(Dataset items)
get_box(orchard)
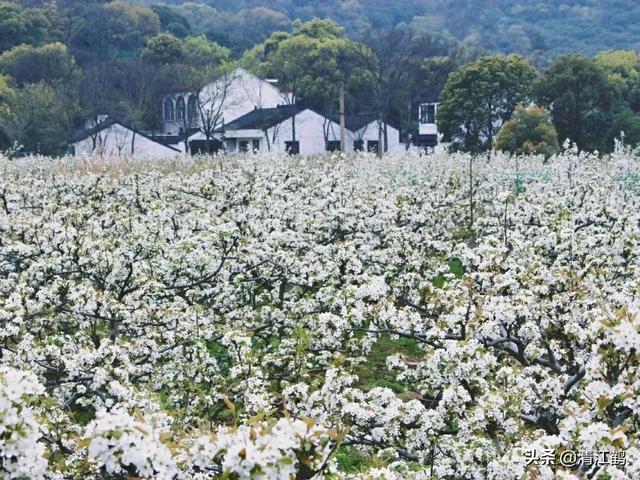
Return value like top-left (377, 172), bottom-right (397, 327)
top-left (0, 149), bottom-right (640, 480)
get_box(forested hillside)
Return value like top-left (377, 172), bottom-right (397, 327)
top-left (146, 0), bottom-right (640, 61)
top-left (0, 0), bottom-right (640, 154)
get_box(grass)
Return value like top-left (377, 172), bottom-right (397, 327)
top-left (355, 335), bottom-right (423, 394)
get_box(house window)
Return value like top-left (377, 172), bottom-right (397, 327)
top-left (187, 95), bottom-right (198, 121)
top-left (176, 97), bottom-right (184, 121)
top-left (284, 140), bottom-right (300, 155)
top-left (327, 140), bottom-right (340, 152)
top-left (420, 103), bottom-right (436, 124)
top-left (164, 98), bottom-right (174, 121)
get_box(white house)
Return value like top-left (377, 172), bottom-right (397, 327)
top-left (345, 114), bottom-right (404, 152)
top-left (69, 117), bottom-right (180, 158)
top-left (412, 101), bottom-right (439, 151)
top-left (71, 68), bottom-right (438, 157)
top-left (162, 68), bottom-right (291, 140)
top-left (217, 105), bottom-right (340, 155)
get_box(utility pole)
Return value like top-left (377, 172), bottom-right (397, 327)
top-left (340, 82), bottom-right (347, 153)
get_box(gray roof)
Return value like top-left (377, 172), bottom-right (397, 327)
top-left (69, 119), bottom-right (180, 152)
top-left (216, 105), bottom-right (307, 132)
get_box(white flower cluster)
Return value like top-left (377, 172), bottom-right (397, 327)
top-left (0, 151), bottom-right (640, 480)
top-left (84, 409), bottom-right (177, 480)
top-left (189, 418), bottom-right (336, 480)
top-left (0, 367), bottom-right (47, 480)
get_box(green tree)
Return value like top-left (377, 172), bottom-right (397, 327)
top-left (0, 75), bottom-right (15, 150)
top-left (0, 2), bottom-right (51, 52)
top-left (151, 5), bottom-right (191, 38)
top-left (182, 35), bottom-right (231, 66)
top-left (242, 19), bottom-right (364, 140)
top-left (595, 50), bottom-right (640, 113)
top-left (0, 43), bottom-right (80, 86)
top-left (142, 33), bottom-right (185, 65)
top-left (494, 105), bottom-right (560, 158)
top-left (0, 82), bottom-right (77, 155)
top-left (437, 55), bottom-right (538, 152)
top-left (538, 55), bottom-right (619, 152)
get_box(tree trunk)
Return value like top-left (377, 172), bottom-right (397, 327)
top-left (378, 114), bottom-right (383, 158)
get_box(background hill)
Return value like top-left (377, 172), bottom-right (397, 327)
top-left (147, 0), bottom-right (640, 63)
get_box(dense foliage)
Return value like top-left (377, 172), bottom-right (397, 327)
top-left (147, 0), bottom-right (640, 63)
top-left (495, 105), bottom-right (560, 158)
top-left (0, 151), bottom-right (640, 480)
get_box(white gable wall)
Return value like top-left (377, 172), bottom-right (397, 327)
top-left (163, 68), bottom-right (290, 135)
top-left (347, 120), bottom-right (404, 152)
top-left (269, 110), bottom-right (340, 155)
top-left (225, 110), bottom-right (344, 155)
top-left (72, 123), bottom-right (180, 158)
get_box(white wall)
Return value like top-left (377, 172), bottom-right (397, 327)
top-left (269, 110), bottom-right (340, 155)
top-left (201, 68), bottom-right (287, 127)
top-left (225, 110), bottom-right (344, 155)
top-left (72, 123), bottom-right (180, 158)
top-left (347, 120), bottom-right (405, 152)
top-left (163, 68), bottom-right (290, 135)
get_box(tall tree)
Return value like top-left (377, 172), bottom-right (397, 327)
top-left (242, 19), bottom-right (364, 141)
top-left (437, 55), bottom-right (538, 152)
top-left (0, 2), bottom-right (51, 52)
top-left (0, 82), bottom-right (76, 155)
top-left (495, 105), bottom-right (560, 157)
top-left (0, 43), bottom-right (80, 86)
top-left (538, 55), bottom-right (619, 151)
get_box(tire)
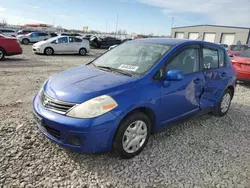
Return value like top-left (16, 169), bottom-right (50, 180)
top-left (0, 49), bottom-right (5, 61)
top-left (213, 88), bottom-right (233, 117)
top-left (22, 39), bottom-right (30, 45)
top-left (113, 112), bottom-right (152, 159)
top-left (79, 48), bottom-right (87, 56)
top-left (44, 47), bottom-right (54, 55)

Set task -
Please return every line of the data above that contains the string "wall". Case counts.

Task response -
get_box(white gable wall)
get_box(white wall)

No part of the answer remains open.